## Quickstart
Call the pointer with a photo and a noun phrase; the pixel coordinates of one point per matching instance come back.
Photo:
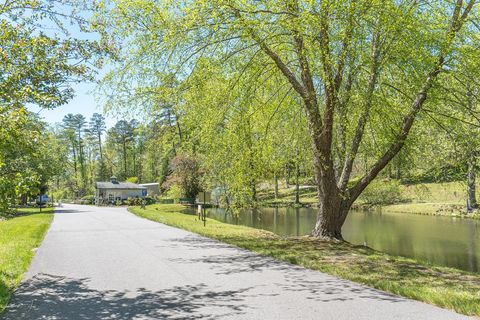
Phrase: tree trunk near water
(276, 186)
(297, 185)
(471, 180)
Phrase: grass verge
(445, 287)
(19, 237)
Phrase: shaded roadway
(106, 263)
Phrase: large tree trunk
(331, 211)
(275, 177)
(297, 184)
(471, 180)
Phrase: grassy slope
(425, 198)
(18, 238)
(445, 287)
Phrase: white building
(109, 192)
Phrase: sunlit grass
(18, 238)
(444, 287)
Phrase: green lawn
(18, 238)
(444, 287)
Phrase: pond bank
(435, 199)
(442, 286)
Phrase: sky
(84, 102)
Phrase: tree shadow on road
(313, 285)
(53, 297)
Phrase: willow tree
(357, 66)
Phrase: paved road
(105, 263)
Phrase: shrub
(88, 199)
(382, 192)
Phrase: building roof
(119, 185)
(149, 184)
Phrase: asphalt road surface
(106, 263)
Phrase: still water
(443, 241)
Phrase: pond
(445, 241)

◆ Task to complete: In every row, switch "pond" to "lake" and reproduce the lines otherwise unchanged. Omit the pictures.

◆ Result for this exercise:
## Quickstart
Call the pointer with a photo and a noun phrase; the pixel coordinates of one point per matching instance come back.
Photo:
Phrase: tree trunk near water
(276, 186)
(297, 185)
(471, 180)
Phrase: grass verge
(445, 287)
(19, 237)
Phrase: shaded roadway
(106, 263)
Phrase: large tree trunk
(331, 211)
(275, 177)
(297, 184)
(471, 180)
Phrase: grassy slope
(425, 198)
(18, 238)
(445, 287)
Phrase: white building
(109, 192)
Phrase: sunlit grass
(18, 238)
(444, 287)
Phrase: green lawn
(18, 238)
(444, 287)
Phrase: lake bank
(435, 199)
(442, 286)
Phrase: sky
(84, 102)
Phrase: tree shadow on road
(313, 285)
(53, 297)
Phrase: willow tree
(357, 66)
Phrase: paved road
(105, 263)
Phrase: shrub
(88, 199)
(382, 192)
Phrase: building roof
(119, 185)
(149, 184)
Phrase: asphalt road surface
(106, 263)
Phrase: still water
(443, 241)
Phrase: lake
(445, 241)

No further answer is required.